EXERCISES TO COMPLETE:
1. Do these statements agree with the chapter summary? Answer yes or no for each, and quote the words of the chapter summary that settle it. (a) The Loyalist Peaceful Protest Updater page was suspended in January 2013. (b) Interviews were conducted with 24 key stakeholders. (c) The newspaper content analysis covered four newspapers.
2. How would you render this sentence from the chapter summary in Spanish: "Chapter 2 focuses specifically on the role of social media in the flag protests between December 2012 and March 2013."
3. Can you carry the chapter summary forward from its last sentence?

SOURCE DOCUMENT:
== Segment start ==

In Chapter 1, the evolving relationship between social media, contentious politics and social movements is explored. The role of digital media in social movements since 2011 is analysed, using exemplars such as Occupy Wall Street and the popular uprisings in the Middle East and North Africa later labelled the ‘Arab Spring’. The chapter moves on to explore the evolving role of digital media in contentious politics in Northern Ireland. Data from organisations such as OfCom are used to empirically investigate the news consumption practices of citizens and the levels of public trust in professional news media and political institutions in the social media era. Finally, the results of interviews conducted with key stakeholders (N=14) between October 2009 and September 2013 are elaborated, in order to critically evaluate the impact of Web 2.0 on political participation in the deeply divided society prior to the flag protests.
Chapter 2 focuses specifically on the role of social media in the flag protests between December 2012 and March 2013. Speaking at an event on social media and Northern Irish politics held at the University of Ulster in December 2013, loyalist activist Jamie Bryson would claim that social media “hadn’t helped us [the flag protesters] in the slightest”. This chapter empirically investigates this claim by providing the first qualitative study of Loyalist Peaceful Protest Updater (LPPU). This public Facebook page was used by loyalists to coordinate the protests and was suspended in January 2013 after an emergency injunction filed on behalf of an unidentified Catholic man who had been threatened on the page. The results of a thematic analysis of 24,244 comments posted on LPPU and its backup page during January 2013 are presented in order to assess the type of mobilising information provided on the page, and whether there was much evidence of ‘trolling’ by critics of the protests. The chapter contextualises these results through a content analysis of coverage of the flag protests in the three most widely read newspapers in the region, the Belfast Telegraph, the Irish News, and the News Letter between 3rd December 2012 and 28 February 2013 (N=347).

== Segment end ==

[Referring expression pointing data]

== Segment start ==

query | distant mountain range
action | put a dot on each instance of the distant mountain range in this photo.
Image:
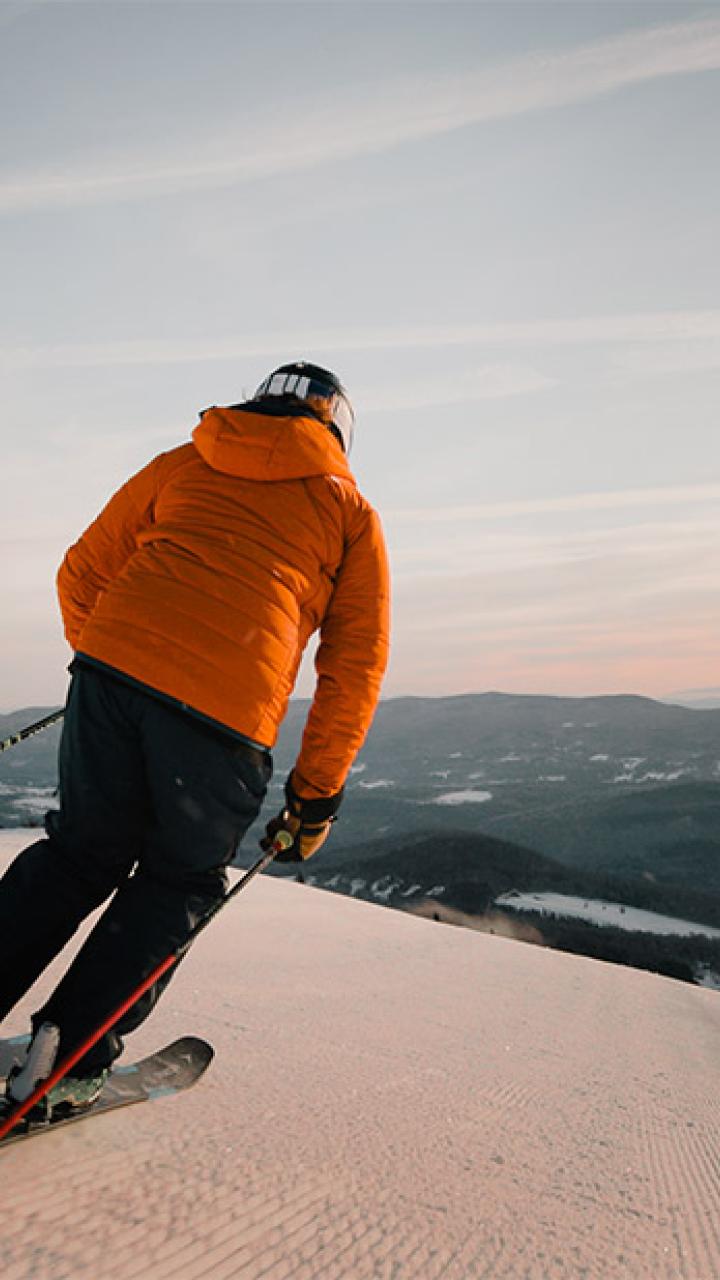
(620, 786)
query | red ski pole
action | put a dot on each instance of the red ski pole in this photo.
(283, 840)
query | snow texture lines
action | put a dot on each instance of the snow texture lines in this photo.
(391, 1101)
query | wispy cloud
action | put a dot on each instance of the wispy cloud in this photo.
(662, 327)
(684, 496)
(370, 119)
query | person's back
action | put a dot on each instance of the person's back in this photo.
(188, 603)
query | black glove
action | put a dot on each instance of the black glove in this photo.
(306, 821)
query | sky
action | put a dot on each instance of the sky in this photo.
(496, 222)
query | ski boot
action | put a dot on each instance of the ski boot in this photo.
(72, 1095)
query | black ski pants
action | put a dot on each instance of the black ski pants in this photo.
(153, 803)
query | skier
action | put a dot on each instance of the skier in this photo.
(188, 603)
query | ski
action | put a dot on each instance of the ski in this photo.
(172, 1069)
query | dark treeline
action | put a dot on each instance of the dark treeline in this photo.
(671, 955)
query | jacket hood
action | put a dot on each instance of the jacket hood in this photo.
(261, 447)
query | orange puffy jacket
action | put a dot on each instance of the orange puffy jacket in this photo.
(206, 574)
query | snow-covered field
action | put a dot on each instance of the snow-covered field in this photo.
(390, 1098)
(604, 913)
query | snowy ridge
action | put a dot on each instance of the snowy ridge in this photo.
(391, 1098)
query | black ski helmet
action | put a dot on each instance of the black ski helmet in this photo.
(320, 389)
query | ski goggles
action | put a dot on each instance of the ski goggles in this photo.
(306, 388)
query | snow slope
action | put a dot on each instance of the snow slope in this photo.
(393, 1098)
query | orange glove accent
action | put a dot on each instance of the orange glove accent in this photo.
(306, 821)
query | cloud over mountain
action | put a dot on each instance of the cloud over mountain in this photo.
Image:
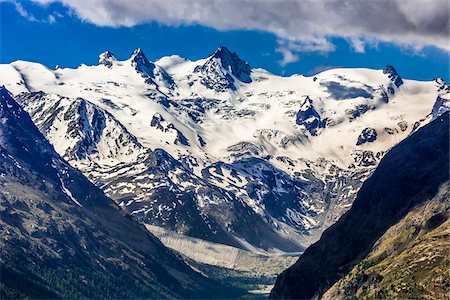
(301, 26)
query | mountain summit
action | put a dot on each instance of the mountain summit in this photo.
(222, 69)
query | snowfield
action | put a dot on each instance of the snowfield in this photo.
(216, 150)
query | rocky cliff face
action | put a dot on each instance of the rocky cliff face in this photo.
(207, 147)
(380, 228)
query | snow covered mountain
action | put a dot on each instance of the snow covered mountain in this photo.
(217, 150)
(63, 238)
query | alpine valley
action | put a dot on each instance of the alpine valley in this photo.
(228, 165)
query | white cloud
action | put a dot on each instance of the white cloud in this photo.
(288, 56)
(358, 45)
(308, 24)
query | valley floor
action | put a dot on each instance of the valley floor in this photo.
(255, 272)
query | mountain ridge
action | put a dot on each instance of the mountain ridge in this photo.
(249, 143)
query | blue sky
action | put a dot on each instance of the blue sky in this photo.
(54, 34)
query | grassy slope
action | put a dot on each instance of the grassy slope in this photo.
(410, 261)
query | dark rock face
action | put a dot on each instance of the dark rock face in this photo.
(393, 76)
(309, 117)
(230, 61)
(63, 238)
(409, 175)
(218, 69)
(149, 71)
(106, 59)
(368, 135)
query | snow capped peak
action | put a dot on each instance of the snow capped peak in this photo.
(231, 62)
(221, 70)
(138, 58)
(152, 73)
(106, 58)
(309, 117)
(393, 75)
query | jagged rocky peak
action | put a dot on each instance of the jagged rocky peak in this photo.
(140, 62)
(231, 62)
(393, 75)
(152, 73)
(106, 59)
(222, 68)
(309, 117)
(8, 107)
(368, 135)
(442, 85)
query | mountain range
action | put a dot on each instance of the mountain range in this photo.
(63, 238)
(393, 243)
(217, 150)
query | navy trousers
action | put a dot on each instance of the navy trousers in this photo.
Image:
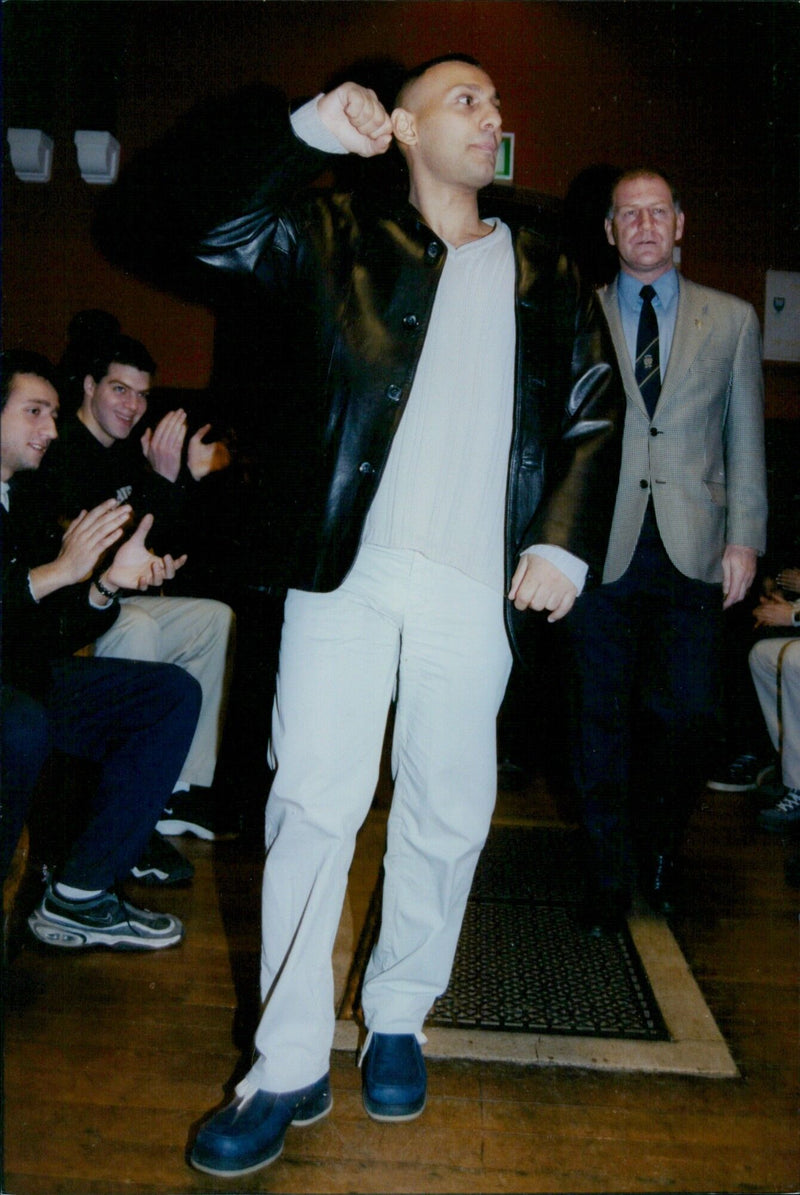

== Segment end ==

SOLVED PROBLEMS:
1.
(a) Yes: "was suspended in January 2013 after an emergency injunction"
(b) No: "interviews conducted with key stakeholders (N=14)"
(c) No: "the three most widely read newspapers in the region"

2. El capítulo 2 se centra específicamente en el papel de las redes sociales en las protestas por la bandera entre diciembre de 2012 y marzo de 2013.

3.
The final chapter summarises the main contributions of the book to contemporary debates about the role of social media in contentious politics within divided societies such as Northern Ireland. It considers whether the use of online platforms to spread misinformation and disinformation during contentious public demonstrations is evidence of the information crisis seen in other nation states, or a symptom of the democratic dysfunction in Northern Ireland’s power-sharing institutions. Finally, it explores the implications of citizens’ use of social media during such incidents for promoting peace and reconciliation in the deeply divided society.